→ **Task brief**
Every record must be written out once more, with nothing added or omitted.
####
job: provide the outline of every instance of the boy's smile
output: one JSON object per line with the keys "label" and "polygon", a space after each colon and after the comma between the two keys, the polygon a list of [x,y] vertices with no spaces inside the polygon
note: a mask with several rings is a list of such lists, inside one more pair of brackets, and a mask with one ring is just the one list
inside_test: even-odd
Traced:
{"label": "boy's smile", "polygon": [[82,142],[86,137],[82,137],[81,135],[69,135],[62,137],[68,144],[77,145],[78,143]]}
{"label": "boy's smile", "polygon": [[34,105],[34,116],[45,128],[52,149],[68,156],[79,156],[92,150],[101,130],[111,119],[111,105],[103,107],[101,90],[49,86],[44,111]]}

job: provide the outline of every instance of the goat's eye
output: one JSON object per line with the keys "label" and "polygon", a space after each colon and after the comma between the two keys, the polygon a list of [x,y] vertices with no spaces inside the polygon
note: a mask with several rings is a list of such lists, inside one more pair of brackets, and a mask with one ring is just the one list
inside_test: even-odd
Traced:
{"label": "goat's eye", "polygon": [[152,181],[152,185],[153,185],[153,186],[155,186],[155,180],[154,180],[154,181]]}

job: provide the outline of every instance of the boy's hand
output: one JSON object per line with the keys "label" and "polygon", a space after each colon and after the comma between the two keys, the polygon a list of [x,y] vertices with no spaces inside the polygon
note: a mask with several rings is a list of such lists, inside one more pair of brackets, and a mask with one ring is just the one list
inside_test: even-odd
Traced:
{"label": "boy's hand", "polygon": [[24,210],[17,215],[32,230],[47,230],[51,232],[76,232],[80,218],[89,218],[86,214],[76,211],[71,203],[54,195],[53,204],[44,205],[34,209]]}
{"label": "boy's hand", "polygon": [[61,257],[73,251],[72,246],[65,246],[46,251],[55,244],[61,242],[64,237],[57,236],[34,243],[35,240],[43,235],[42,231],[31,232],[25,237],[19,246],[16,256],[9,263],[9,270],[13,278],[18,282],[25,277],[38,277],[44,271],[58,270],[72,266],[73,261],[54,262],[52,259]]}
####
→ **Completed task**
job: provide the outline of every instance of the boy's smile
output: one JSON object per line with the keys "label" and "polygon", a space after each colon and after the comma between the two keys, the polygon a list of [x,y] vertices with no spaces inside the polygon
note: a mask with several rings is a list of such lists, inside one more pair of brackets, and a mask with one ring is just the one list
inside_test: even-odd
Traced:
{"label": "boy's smile", "polygon": [[82,142],[86,137],[82,137],[81,135],[69,135],[62,137],[68,144],[77,145],[78,143]]}
{"label": "boy's smile", "polygon": [[34,105],[34,116],[45,128],[52,149],[68,156],[79,156],[92,150],[101,130],[111,119],[111,105],[103,107],[101,90],[49,86],[44,111]]}

job: provide the outline of every instance of the goat's eye
output: one JSON object per line with the keys "label" and "polygon", a space after each colon and after the comma between the two keys, the polygon a list of [x,y] vertices with no spaces inside the polygon
note: a mask with several rings is a list of such lists, inside one more pair of brackets, and a mask with one ring is just the one list
inside_test: even-odd
Traced:
{"label": "goat's eye", "polygon": [[152,181],[152,185],[153,185],[153,186],[155,186],[155,180],[154,180],[154,181]]}

job: provide the outline of every instance of the boy's hand
output: one JSON object per line with the keys "label" and "polygon", a space after each colon and after the comma between the two keys, the polygon a list of [x,y] vertices with no spaces inside the polygon
note: a mask with several rings is a list of such lists, inside one more pair of brackets, and a mask with one ring is just the one list
inside_test: even-odd
Traced:
{"label": "boy's hand", "polygon": [[24,210],[17,215],[32,230],[47,230],[51,232],[76,232],[80,218],[89,218],[86,214],[76,211],[71,203],[54,195],[53,204],[44,205],[34,209]]}
{"label": "boy's hand", "polygon": [[61,257],[73,251],[72,246],[65,246],[46,251],[55,244],[61,242],[64,237],[57,236],[34,243],[35,240],[43,235],[42,231],[31,232],[25,237],[19,246],[16,256],[9,263],[9,270],[13,278],[18,282],[25,277],[38,277],[44,271],[58,270],[72,266],[73,261],[54,262],[52,259]]}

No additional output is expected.